Box-labeled dataset extracts
"""

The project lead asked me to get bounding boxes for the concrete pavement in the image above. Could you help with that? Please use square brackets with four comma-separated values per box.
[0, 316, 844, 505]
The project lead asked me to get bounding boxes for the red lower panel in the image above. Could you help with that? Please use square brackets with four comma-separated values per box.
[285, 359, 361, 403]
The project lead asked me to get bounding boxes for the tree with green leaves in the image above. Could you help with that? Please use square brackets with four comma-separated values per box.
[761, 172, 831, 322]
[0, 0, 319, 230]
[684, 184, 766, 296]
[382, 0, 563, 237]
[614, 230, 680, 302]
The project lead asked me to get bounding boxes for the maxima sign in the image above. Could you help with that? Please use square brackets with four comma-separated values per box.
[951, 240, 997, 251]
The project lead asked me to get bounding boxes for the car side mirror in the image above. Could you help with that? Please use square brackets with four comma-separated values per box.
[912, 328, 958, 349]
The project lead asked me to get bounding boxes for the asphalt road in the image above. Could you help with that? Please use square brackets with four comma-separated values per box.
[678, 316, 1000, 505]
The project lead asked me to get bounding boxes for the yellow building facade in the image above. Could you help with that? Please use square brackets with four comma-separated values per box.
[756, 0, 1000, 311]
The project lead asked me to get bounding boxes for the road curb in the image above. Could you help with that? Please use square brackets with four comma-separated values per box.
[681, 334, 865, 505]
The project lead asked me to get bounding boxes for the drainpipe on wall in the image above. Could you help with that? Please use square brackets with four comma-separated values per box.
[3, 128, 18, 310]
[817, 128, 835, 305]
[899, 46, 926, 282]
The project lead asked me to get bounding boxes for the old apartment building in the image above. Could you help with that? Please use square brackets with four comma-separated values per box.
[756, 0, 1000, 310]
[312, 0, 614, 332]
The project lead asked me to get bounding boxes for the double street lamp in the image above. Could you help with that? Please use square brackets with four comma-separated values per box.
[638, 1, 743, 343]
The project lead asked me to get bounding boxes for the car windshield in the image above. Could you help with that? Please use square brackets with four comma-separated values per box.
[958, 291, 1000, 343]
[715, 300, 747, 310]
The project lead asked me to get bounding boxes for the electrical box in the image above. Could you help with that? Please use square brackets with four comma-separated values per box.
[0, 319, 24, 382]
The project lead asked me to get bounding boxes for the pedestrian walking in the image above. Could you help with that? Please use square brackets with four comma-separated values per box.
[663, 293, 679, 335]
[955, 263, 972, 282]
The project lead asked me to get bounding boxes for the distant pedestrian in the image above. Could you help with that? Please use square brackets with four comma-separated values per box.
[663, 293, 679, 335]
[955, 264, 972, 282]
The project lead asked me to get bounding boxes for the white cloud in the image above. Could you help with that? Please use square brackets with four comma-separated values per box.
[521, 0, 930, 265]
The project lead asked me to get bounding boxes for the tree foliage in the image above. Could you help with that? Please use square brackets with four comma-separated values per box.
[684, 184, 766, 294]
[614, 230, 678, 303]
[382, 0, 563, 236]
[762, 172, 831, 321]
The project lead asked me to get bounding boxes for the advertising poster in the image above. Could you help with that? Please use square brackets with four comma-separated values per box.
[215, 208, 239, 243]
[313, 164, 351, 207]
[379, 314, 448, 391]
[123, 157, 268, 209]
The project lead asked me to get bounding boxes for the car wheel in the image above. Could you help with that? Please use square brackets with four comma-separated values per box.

"""

Print every item above verbatim, changing nothing.

**CORRECT OUTPUT**.
The project lead asked me to get bounding boxes for the concrete pavement in the image above. Could you help with that? Please use square brackets with four comma-separated values per box.
[0, 316, 844, 505]
The project lead asked me to get bounding boxes for the red lower panel in the image above. Could you help with that? Please use square brackets with four comma-separated values per box.
[285, 359, 361, 403]
The project lead asked me to get bounding boxes for the tree with green leaves in the image above. Could you help with that? Please use square brackets with four comma-separated values per box.
[761, 172, 831, 322]
[0, 0, 319, 230]
[684, 184, 766, 296]
[382, 0, 563, 237]
[614, 230, 680, 302]
The project lead asked me to get bounding boxes for the maxima sign in the image above. Could you help with that? Please use square brackets with four comma-separated values per box.
[951, 240, 997, 251]
The project lead asked me to get bounding boxes for the car side mirror in the image above. Could you help with that? Please use square brackets with four comma-separated values per box.
[912, 328, 958, 349]
The project lead asked me to get bounding boxes for the asphalt road in the image above. Could you help with that? Please use square brackets with four comma-separated values per box.
[678, 316, 1000, 505]
The project lead asked me to get bounding boxes for the yellow building facade in the image above. Could you help with that? Please use square brackets with four comma-separated values per box.
[756, 0, 1000, 311]
The project lead asked me to get bounding boxes for the road curb in the image above. Could you help with that? Please use square brackets with four comma-separated values per box.
[681, 334, 865, 505]
The project lead asked me to get bounding boxes for the drainpipe on wall in the image above. Could you help with that? Please use square brackets with four comma-separated values per box.
[3, 128, 18, 310]
[817, 128, 835, 305]
[899, 46, 926, 282]
The project lead asked me to get bounding boxes for the old apartment building in the image above. Could you help with that? Please use square brackets with four comma-separated values per box.
[756, 0, 1000, 310]
[312, 0, 614, 332]
The project lead asked me to get bounding boxes for the double street lamp in the image above. Could you help with that? Please use square brackets with four comma-separated values per box.
[638, 1, 743, 343]
The project lead asked me to get bounding boxes for the car windshield in the image above. Could you help with that? Please use square brackets with four comma-separated values per box.
[958, 291, 1000, 343]
[715, 300, 747, 310]
The project lead asked me to get bounding boxes for the electrical box in the image above. Could you help with that? Please use square brackets with four comma-separated values per box.
[0, 319, 24, 382]
The project lead asked me to get bounding boxes for the pedestrian walking in the image above. Could you help with that? Please use square brackets with four comma-separated values per box.
[663, 293, 679, 335]
[955, 263, 972, 282]
The project lead asked me to get bounding boxes for the distant pedestrian in the image above. Could you help with that? Please use square brackets with four comma-separated values per box.
[663, 293, 679, 335]
[955, 264, 972, 282]
The project lead asked me to get bounding boxes for the white cloud in the image above. Could you help with that? Please use square brackets with four comma-separated values per box.
[521, 0, 930, 265]
The project lead asked me to get bounding boxes for the tree foliage in the image above. Could you help with that? Please use square brackets with four comma-separated values per box.
[684, 184, 766, 294]
[614, 230, 678, 303]
[382, 0, 563, 236]
[762, 172, 831, 321]
The project lead asked me to get bounding boxes for the advertising poster in the image above. Could you help with that? Please use square brackets with four comma-separated values per box.
[215, 208, 239, 243]
[313, 164, 351, 207]
[379, 314, 448, 391]
[123, 157, 268, 209]
The project lead asked me to get bounding boxes for the car wheel in the image above. Could you help with that? Please use square brackets with four comma-separated values per box.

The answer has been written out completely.